Records contained in a dataset

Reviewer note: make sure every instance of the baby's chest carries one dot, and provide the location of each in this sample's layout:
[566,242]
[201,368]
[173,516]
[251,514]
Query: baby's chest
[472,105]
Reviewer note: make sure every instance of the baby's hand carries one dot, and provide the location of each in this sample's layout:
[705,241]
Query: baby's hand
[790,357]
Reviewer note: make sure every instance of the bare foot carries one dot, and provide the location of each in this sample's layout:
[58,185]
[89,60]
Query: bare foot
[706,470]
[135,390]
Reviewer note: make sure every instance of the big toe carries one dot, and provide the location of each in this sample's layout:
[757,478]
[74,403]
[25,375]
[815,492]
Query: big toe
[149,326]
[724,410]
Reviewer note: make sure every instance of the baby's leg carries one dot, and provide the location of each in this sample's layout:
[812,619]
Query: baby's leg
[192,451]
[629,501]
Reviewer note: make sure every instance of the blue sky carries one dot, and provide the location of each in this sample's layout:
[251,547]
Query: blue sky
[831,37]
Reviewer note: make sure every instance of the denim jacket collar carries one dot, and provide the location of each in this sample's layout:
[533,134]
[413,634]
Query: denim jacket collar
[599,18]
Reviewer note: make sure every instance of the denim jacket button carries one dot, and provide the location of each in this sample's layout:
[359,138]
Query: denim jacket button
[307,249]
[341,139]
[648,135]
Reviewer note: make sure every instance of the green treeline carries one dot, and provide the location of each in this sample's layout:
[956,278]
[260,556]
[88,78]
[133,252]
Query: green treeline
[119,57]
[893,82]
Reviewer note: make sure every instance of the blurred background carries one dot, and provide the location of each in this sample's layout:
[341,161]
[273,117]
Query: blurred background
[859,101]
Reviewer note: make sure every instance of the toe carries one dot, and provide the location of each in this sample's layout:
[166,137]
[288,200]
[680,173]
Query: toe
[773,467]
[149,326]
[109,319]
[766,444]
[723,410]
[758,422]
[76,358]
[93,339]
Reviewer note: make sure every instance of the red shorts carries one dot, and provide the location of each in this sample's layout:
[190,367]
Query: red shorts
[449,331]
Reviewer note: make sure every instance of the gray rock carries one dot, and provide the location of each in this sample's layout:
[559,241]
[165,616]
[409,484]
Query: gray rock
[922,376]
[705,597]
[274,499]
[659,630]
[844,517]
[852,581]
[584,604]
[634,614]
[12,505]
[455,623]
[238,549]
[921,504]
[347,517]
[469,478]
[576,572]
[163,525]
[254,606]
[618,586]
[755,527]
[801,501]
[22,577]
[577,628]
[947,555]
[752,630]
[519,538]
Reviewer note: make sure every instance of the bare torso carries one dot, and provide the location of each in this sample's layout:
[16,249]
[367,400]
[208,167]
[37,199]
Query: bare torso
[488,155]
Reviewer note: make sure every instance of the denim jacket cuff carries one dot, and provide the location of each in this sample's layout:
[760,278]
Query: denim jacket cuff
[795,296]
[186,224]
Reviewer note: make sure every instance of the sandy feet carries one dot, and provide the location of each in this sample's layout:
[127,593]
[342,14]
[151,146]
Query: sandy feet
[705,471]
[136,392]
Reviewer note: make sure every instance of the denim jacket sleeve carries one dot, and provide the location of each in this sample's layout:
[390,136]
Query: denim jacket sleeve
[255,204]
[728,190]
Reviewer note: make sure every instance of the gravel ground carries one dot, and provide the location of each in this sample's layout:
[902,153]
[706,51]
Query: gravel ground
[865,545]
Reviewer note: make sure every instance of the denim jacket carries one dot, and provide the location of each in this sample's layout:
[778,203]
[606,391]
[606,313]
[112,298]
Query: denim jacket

> **To be done**:
Repeat the data in its entirety, character for character.

> **Completed task**:
Reviewer note: make sure every instance of the baby's chest carries one dot, and provide the location of each in this sample's layout:
[566,242]
[201,368]
[173,516]
[251,514]
Query: baby's chest
[472,105]
Reviewer note: make sure every instance of the baby's hand carries one dot, and provide the location of each in this sample's layout:
[705,241]
Query: baby's hand
[790,357]
Reviewer note: make sure every instance of the bare foot carries one dot, and provide the location of each in this sample's layout:
[58,185]
[89,60]
Query: bare foot
[706,470]
[135,390]
Reviewer note: make sure every instance of the big toe carries one dot, and provide the location of each in this sample's layout:
[757,478]
[74,403]
[25,375]
[815,492]
Query: big toe
[149,326]
[724,410]
Reviewer note: make sure every instance of the baby's leg carries one dot, and provide the location of each in this sample's layout:
[812,619]
Query: baby's leg
[192,451]
[629,501]
Reviewer note: make sure every instance of the blue sky carries one dot, and provide the location of each in this sample's layout:
[251,547]
Query: blue sky
[831,37]
Reviewer note: make sure every instance of the denim jacket collar carries one dot, and provide the location of each in this sample's layout:
[533,134]
[413,634]
Query: denim jacket collar
[599,18]
Reviewer note: make sure every instance of the denim jacket button carries one dot, and provide the location of each in this sample's layout:
[359,138]
Query: denim jacket button
[307,249]
[341,139]
[648,135]
Reviewer note: make sure every instance of the green treeline carries one dot, and provide the location of each in this sample's layout:
[956,278]
[260,556]
[88,78]
[133,252]
Query: green treeline
[119,57]
[893,82]
Reviewer note: make sure every instance of the blurred background carries one dot, and provide the location of each in this sample's layout:
[341,161]
[273,117]
Query: blurred background
[859,101]
Reviewer note: make sure every instance of the toe carries one dot, and provide the location of each in this sample's layout:
[166,137]
[288,200]
[680,173]
Query: toe
[773,467]
[149,326]
[109,319]
[766,444]
[723,410]
[758,422]
[76,358]
[93,339]
Reviewer note: make sure every instance of the red shorts carries one dot, and provide the location of each in this sample's layout:
[190,367]
Query: red shorts
[449,331]
Reviewer note: make sure every instance of the gray rock carries one dot, and provide the location of each in this sample's layout:
[559,241]
[165,616]
[409,484]
Query: gray rock
[922,376]
[705,597]
[274,499]
[659,630]
[844,517]
[852,581]
[584,604]
[634,614]
[12,505]
[455,623]
[238,549]
[921,504]
[347,517]
[469,478]
[576,572]
[163,525]
[254,606]
[618,586]
[755,527]
[801,501]
[22,577]
[577,628]
[947,555]
[752,630]
[519,538]
Reviewer note: make sure every instance of the bare torso carries one dot, and provide the location of each in this sample's layout:
[16,249]
[367,400]
[208,167]
[37,199]
Query: bare torso
[488,155]
Reviewer note: make sure every instance of the denim jacket cuff carries one dot, and provide the location of each in this sample's layout:
[760,278]
Query: denim jacket cuff
[795,296]
[186,224]
Reviewer note: make sure every instance of the sandy feet carries one dot, and provide the location of each in this sample's layout:
[127,593]
[342,14]
[151,146]
Query: sandy feet
[705,471]
[136,392]
Reviewer note: make sure every instance of the denim jacket sleeve carries one dot, and provide the location of each in this sample's layout:
[390,136]
Query: denim jacket sleeve
[255,204]
[728,190]
Reviewer note: make sure every instance of the gravel ground carries one dot, and provide the location of each in this sample's layout:
[902,153]
[706,51]
Query: gravel ground
[865,545]
Reviewer note: make sure every instance of the denim jacket carries one dot, and provide the location of each in this sample's layout:
[778,203]
[606,391]
[606,313]
[112,298]
Query: denim jacket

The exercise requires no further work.